**Text block:**
______________________________

# How do you heat your shop?



## lcjaynes

Just wondering.


----------



## Mike120

Propane salamander, for emergencies only. We usually only get a few days of "real cold" so I try to get the shop work done before that bad weekend in January that we call winter. If I have to work on something when it's cold, it's usually a busted water pipe down at the barn because someone forgot to drain the system before they went home. Fortunately, the pipes are exposed so they're easy to get to.....


----------



## NebTrac

Val-6 to get it up to temp. then wood to hold it. I use to do only wood. It would keep it about 45º when it was 0º out. I lost about 4 hours of heat when I opened the big door to get a tractor out. So I got the Val-6 and in 20 minutes I'm back to that 45º-50º range.

Walls and ceiling are insulated by the way, shop is 48x50 with 17 foot ceiling.

Troy


----------



## 8350HiTech

Heat in the floor powered by outdoor wood furnace. It's pretty well insulated too.


----------



## mlappin

45x50, night time heat supplied with outdoor wood boiler and daytime heat from homemade waste oil boiler in the shop.

______________________________

**Problems to solve:**
A – Print the section of the shop-heating thread that begins at the words "Val-6 to get" and stops after "well insulated too.".
B – In the shop-heating thread, what powers 8350HiTech's in-floor heat?

(Dataset excerpts on object pointing)

______________________________

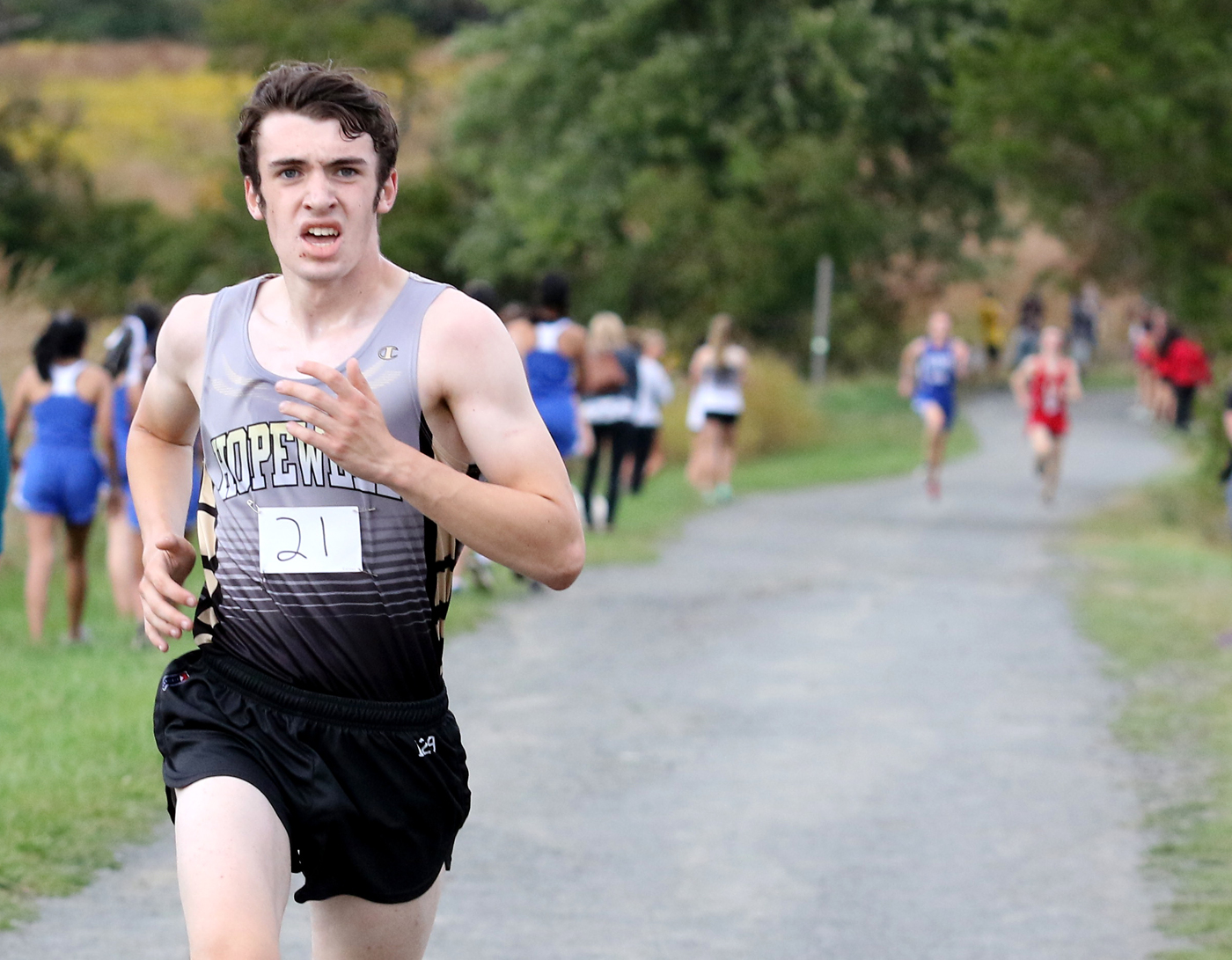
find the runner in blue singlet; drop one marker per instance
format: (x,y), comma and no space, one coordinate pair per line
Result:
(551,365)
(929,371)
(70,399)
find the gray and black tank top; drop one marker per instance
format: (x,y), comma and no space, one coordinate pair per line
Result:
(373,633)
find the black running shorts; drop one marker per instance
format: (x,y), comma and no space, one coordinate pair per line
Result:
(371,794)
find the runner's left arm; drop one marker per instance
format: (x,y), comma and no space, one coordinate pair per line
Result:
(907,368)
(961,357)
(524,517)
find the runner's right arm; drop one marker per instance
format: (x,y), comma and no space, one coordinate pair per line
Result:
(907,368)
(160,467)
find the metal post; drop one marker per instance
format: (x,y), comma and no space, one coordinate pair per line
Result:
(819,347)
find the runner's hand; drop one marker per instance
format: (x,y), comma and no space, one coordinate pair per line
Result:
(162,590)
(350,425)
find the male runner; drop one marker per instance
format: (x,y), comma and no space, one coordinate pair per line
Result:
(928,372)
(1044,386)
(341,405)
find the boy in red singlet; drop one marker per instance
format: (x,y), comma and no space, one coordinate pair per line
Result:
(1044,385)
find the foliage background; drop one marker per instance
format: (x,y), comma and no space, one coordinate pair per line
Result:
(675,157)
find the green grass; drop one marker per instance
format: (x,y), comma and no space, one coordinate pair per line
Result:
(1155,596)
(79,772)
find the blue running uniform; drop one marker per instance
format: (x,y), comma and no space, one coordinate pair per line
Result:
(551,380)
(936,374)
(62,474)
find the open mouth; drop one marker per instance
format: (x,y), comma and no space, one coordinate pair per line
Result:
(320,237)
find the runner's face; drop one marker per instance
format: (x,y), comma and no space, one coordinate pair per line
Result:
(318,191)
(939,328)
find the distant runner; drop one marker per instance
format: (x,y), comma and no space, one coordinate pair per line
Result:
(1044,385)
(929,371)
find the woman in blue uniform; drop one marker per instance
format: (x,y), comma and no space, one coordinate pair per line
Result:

______________________________

**Results of the tasks:**
A –
Val-6 to get it up to temp. then wood to hold it. I use to do only wood. It would keep it about 45º when it was 0º out. I lost about 4 hours of heat when I opened the big door to get a tractor out. So I got the Val-6 and in 20 minutes I'm back to that 45º-50º range.

Walls and ceiling are insulated by the way, shop is 48x50 with 17 foot ceiling.

Troy


----------



## 8350HiTech

Heat in the floor powered by outdoor wood furnace. It's pretty well insulated too.

B – An outdoor wood furnace.